Please report each line in the items below that contains the word "frame".

### Excerpted records ###

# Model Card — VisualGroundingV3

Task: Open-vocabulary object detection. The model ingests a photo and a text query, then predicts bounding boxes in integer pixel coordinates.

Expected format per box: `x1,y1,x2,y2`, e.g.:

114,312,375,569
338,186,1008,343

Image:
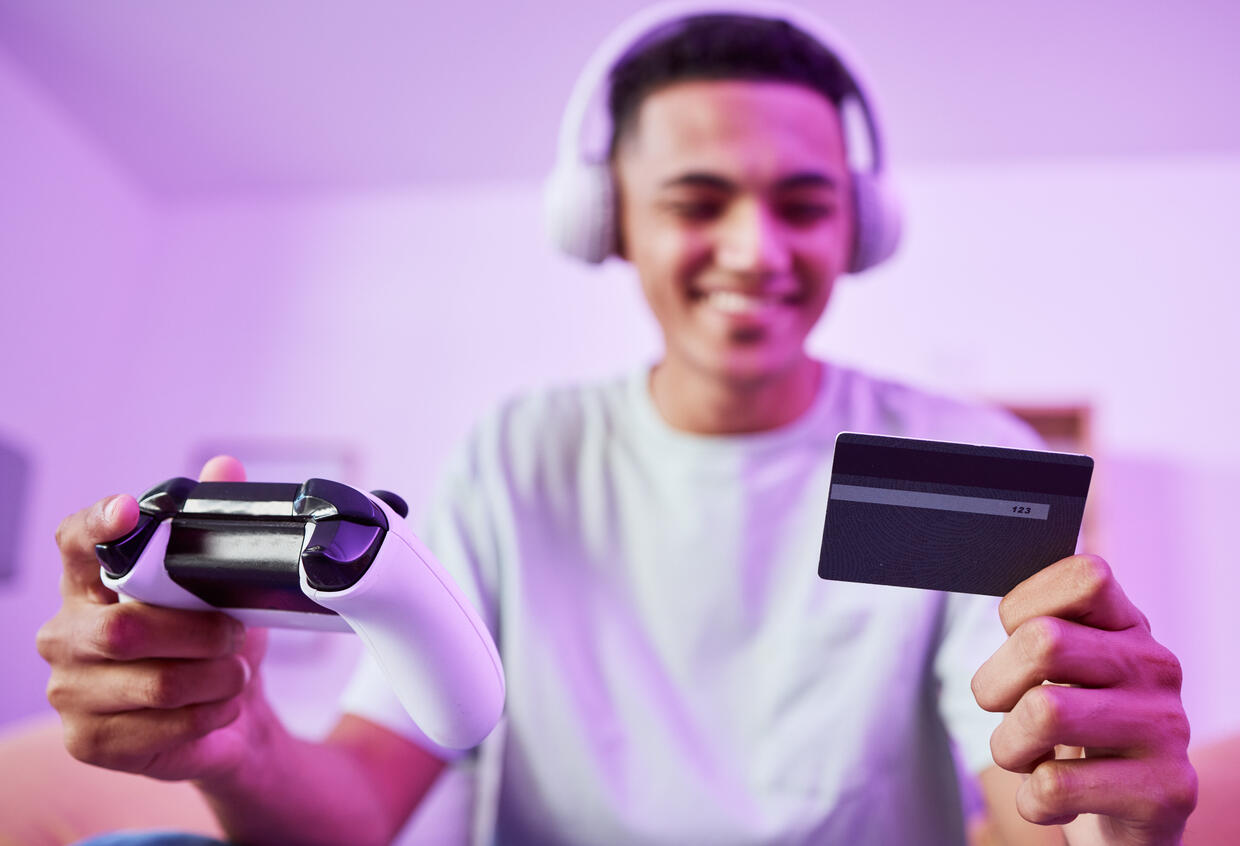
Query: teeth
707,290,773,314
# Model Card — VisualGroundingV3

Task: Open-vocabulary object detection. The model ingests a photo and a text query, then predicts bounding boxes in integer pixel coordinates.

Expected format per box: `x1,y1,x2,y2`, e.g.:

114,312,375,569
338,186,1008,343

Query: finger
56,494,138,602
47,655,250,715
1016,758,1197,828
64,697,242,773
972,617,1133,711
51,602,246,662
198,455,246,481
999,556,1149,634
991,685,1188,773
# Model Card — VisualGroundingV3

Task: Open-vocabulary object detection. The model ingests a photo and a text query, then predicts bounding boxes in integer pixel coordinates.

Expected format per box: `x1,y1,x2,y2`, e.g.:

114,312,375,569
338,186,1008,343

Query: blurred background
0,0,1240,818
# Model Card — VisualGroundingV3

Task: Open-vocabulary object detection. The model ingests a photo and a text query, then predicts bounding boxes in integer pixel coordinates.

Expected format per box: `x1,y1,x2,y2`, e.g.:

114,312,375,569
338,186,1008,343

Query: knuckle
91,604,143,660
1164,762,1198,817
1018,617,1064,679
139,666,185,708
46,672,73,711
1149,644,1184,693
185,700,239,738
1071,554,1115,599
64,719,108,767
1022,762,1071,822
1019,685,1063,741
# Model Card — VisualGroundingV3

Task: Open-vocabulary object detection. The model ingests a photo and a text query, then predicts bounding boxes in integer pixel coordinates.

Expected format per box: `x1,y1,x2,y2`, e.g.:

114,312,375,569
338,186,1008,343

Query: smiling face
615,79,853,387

###
### Excerpted records ###

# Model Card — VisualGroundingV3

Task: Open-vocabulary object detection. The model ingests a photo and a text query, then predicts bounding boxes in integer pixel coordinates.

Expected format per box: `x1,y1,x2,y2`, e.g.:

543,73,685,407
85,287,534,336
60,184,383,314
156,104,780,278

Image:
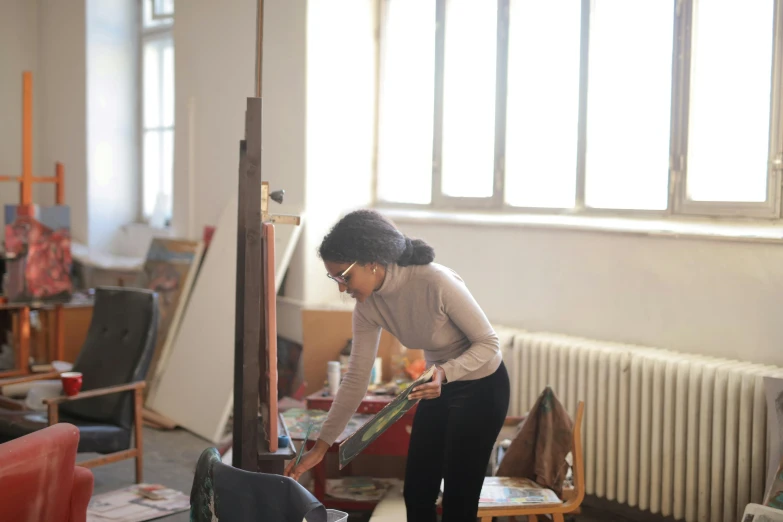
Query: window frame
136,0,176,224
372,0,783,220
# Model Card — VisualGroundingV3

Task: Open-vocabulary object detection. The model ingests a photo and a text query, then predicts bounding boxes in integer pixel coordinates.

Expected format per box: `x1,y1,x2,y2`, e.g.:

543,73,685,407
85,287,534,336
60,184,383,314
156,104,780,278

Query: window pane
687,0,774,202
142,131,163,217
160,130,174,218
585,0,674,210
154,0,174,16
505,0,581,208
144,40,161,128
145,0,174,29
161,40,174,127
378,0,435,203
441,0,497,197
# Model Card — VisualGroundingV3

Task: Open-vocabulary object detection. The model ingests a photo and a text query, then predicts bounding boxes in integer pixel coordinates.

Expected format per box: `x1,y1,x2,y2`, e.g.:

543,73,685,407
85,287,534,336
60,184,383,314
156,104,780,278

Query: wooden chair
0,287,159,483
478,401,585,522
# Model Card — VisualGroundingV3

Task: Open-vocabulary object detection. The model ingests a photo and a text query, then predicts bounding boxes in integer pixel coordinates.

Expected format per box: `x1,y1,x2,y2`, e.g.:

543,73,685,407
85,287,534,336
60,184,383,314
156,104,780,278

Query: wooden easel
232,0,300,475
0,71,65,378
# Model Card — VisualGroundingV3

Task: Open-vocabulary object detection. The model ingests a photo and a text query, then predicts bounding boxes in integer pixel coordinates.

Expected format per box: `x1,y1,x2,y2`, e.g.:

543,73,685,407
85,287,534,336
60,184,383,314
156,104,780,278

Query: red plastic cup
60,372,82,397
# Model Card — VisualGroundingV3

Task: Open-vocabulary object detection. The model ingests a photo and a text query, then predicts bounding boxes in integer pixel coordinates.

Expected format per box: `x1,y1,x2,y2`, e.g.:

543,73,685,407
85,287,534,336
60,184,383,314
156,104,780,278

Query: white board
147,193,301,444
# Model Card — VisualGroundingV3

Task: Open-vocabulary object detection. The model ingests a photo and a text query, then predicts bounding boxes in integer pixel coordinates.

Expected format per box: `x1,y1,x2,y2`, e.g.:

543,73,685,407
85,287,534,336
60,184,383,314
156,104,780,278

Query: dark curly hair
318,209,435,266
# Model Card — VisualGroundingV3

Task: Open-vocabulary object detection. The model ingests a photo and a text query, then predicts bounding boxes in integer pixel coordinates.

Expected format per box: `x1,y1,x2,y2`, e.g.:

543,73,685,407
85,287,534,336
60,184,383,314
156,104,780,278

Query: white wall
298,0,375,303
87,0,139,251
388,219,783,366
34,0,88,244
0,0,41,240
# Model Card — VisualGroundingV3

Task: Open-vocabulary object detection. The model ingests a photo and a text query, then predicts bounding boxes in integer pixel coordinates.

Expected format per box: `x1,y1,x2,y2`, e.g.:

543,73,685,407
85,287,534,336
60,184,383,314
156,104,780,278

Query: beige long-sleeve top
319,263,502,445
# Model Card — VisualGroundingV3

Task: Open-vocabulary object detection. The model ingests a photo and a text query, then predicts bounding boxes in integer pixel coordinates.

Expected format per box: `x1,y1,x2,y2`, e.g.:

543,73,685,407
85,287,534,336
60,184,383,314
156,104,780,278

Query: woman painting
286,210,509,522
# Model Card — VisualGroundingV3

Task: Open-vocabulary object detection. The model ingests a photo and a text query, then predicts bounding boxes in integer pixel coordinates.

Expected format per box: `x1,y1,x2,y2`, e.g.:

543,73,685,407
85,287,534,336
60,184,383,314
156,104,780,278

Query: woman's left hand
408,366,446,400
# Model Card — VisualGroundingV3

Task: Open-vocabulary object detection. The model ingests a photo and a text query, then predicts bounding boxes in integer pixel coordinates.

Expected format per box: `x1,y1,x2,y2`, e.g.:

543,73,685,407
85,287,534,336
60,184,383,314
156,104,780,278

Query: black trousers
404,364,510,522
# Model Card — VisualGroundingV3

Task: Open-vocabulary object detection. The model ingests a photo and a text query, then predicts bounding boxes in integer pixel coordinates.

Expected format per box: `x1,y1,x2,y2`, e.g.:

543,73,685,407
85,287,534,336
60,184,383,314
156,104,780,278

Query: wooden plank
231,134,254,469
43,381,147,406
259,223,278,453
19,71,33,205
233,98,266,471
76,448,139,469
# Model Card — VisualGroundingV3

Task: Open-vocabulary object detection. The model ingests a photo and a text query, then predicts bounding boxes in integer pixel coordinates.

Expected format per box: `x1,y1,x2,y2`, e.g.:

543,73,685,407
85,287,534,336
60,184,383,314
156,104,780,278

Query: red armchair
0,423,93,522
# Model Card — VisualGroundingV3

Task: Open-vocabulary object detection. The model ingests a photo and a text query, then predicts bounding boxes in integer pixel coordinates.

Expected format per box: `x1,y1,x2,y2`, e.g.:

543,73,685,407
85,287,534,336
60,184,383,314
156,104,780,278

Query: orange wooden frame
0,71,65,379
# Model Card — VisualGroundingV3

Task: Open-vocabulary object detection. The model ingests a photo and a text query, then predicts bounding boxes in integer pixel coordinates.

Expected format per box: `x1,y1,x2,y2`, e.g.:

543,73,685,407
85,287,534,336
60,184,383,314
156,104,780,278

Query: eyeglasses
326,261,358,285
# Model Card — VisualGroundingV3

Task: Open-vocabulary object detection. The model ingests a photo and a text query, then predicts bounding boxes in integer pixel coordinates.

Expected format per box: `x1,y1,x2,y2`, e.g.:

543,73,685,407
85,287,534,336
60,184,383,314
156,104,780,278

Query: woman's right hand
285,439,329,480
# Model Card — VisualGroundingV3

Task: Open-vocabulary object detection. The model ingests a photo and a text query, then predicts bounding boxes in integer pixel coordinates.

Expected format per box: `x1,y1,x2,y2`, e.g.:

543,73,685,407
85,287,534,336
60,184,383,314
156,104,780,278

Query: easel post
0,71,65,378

###

Task response:
Query: window frame
Query: orange wooden frame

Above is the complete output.